> [WORK TO DO]: Please write out the data below exactly, everything from the line that contains "Exercise. Spot the recessed" down to the end of the data.

(A run of records)

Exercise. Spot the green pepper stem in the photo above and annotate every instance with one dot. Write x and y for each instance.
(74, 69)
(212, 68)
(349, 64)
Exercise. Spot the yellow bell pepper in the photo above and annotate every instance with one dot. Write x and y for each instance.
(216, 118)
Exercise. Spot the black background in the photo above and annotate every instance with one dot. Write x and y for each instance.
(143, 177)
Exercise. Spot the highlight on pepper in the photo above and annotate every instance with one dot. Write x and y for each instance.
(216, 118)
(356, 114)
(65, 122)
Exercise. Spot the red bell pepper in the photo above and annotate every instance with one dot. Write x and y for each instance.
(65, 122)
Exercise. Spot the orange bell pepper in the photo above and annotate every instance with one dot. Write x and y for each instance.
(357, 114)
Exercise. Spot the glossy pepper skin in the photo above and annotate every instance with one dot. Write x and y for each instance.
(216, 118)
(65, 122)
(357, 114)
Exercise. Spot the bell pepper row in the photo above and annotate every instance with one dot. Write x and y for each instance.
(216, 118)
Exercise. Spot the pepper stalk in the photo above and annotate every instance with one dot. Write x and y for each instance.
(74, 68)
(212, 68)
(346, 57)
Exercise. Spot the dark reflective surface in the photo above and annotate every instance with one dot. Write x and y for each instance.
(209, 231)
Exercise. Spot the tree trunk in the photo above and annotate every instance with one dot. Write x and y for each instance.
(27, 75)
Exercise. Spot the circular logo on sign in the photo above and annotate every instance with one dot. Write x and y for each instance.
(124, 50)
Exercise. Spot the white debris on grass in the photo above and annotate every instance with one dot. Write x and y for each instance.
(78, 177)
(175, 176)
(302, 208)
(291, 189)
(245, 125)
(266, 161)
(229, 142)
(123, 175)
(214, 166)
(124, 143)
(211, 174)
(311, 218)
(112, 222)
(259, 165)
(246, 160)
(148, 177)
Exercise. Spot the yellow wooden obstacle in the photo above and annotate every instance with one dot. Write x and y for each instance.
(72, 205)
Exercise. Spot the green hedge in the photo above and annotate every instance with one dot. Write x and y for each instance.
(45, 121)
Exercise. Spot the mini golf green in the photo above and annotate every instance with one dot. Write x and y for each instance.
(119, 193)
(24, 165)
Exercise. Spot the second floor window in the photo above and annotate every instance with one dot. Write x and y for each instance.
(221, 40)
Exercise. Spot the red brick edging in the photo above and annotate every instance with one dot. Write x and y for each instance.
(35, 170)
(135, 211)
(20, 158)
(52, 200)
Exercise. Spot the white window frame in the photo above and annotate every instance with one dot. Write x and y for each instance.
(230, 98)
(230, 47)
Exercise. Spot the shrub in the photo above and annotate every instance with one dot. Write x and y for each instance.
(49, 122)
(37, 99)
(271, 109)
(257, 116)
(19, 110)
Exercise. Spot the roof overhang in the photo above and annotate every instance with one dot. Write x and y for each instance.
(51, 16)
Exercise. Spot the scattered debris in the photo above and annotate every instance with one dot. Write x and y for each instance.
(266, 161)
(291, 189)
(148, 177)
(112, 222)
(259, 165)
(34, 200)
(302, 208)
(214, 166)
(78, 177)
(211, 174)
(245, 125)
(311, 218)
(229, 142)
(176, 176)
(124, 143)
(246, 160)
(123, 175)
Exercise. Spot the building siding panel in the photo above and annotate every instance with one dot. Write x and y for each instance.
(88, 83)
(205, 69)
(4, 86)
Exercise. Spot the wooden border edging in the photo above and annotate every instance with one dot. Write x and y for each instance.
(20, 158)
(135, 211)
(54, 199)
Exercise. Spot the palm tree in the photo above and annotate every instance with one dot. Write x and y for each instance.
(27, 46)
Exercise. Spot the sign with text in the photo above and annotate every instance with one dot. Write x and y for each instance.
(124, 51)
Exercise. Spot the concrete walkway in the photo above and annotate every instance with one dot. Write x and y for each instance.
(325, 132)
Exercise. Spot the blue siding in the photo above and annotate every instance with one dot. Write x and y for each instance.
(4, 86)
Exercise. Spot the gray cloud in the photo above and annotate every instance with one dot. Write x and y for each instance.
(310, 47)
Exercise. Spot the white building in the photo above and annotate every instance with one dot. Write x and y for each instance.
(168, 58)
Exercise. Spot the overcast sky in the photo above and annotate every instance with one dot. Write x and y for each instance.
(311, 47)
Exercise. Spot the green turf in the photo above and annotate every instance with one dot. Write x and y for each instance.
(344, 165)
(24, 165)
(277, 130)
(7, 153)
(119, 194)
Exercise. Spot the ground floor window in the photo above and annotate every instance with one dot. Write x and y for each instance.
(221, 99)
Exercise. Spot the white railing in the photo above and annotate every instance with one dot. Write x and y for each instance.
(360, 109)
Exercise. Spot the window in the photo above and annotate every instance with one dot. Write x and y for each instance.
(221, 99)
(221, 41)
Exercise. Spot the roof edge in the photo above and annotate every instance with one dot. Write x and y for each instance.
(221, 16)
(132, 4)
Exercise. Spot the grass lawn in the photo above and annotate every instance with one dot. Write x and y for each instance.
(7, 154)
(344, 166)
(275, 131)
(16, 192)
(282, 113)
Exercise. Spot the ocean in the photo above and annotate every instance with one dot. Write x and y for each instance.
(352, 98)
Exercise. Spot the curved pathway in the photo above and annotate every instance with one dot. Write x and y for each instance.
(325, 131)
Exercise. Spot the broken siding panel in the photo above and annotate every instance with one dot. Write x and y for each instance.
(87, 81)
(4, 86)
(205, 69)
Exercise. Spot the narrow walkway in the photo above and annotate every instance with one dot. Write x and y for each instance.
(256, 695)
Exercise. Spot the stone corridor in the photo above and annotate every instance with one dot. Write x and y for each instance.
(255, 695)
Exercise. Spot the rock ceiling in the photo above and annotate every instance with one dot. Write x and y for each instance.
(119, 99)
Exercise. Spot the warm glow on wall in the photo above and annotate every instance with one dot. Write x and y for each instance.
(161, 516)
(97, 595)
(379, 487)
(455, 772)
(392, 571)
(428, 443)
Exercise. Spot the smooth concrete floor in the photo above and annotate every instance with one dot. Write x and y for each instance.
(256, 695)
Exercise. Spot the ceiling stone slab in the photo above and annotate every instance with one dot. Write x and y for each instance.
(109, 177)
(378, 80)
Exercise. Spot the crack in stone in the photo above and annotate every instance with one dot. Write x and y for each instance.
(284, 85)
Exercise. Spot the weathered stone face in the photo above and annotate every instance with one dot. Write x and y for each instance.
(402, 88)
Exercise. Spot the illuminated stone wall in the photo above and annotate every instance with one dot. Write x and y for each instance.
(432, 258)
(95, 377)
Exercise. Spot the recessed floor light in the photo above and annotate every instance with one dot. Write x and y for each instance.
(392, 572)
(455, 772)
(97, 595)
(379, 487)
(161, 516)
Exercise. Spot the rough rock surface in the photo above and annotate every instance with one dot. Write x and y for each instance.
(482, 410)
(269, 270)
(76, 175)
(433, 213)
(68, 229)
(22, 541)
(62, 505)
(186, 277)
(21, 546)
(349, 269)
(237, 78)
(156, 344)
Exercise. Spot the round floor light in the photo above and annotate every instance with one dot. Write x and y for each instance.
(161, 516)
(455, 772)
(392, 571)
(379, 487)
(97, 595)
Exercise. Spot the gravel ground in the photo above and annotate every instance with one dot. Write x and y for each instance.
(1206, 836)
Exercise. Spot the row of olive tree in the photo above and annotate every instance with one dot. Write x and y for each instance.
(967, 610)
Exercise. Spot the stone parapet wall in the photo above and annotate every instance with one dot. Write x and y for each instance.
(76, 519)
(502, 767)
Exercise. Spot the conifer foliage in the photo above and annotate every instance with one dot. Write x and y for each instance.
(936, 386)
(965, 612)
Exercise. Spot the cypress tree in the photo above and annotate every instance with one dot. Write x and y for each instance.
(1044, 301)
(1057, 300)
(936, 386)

> [EXERCISE SOLUTION]:
Exercise. Spot the recessed floor light in the photo above and annotate every instance with one dot. Write x and y for each instance.
(392, 572)
(455, 772)
(97, 595)
(379, 487)
(161, 516)
Exercise. Spot the rough rock surface in the photo above and annotate every instance with one dot. Write x and y for each instance.
(482, 410)
(269, 270)
(76, 175)
(433, 213)
(68, 229)
(22, 541)
(62, 505)
(186, 277)
(21, 546)
(349, 269)
(237, 78)
(156, 344)
Exercise. Spot the round floor light in the photo above and annotate every instance with one dot. Write x and y for each instance.
(161, 516)
(455, 772)
(392, 571)
(379, 487)
(97, 595)
Exercise. Spot the gravel ground in the photo above and annotate every instance with one dot. Write x and y for each instance.
(1206, 836)
Exercise. Spot the row of olive tree in the photo above and annotate every instance with one dot. Write x and y for each instance.
(967, 610)
Exercise. Spot the stone parapet wall in the photo above and annotate every instance with one dot. Write x and y for each instance.
(76, 519)
(502, 767)
Exercise. Spot the conifer foliage in the photo above and annotate every instance with one dot. Write x and y for each instance.
(936, 386)
(965, 612)
Exercise. Spot the cypress tree in the photo above and annotate every instance with one dot. Write x and y for each instance.
(1044, 301)
(1057, 300)
(936, 386)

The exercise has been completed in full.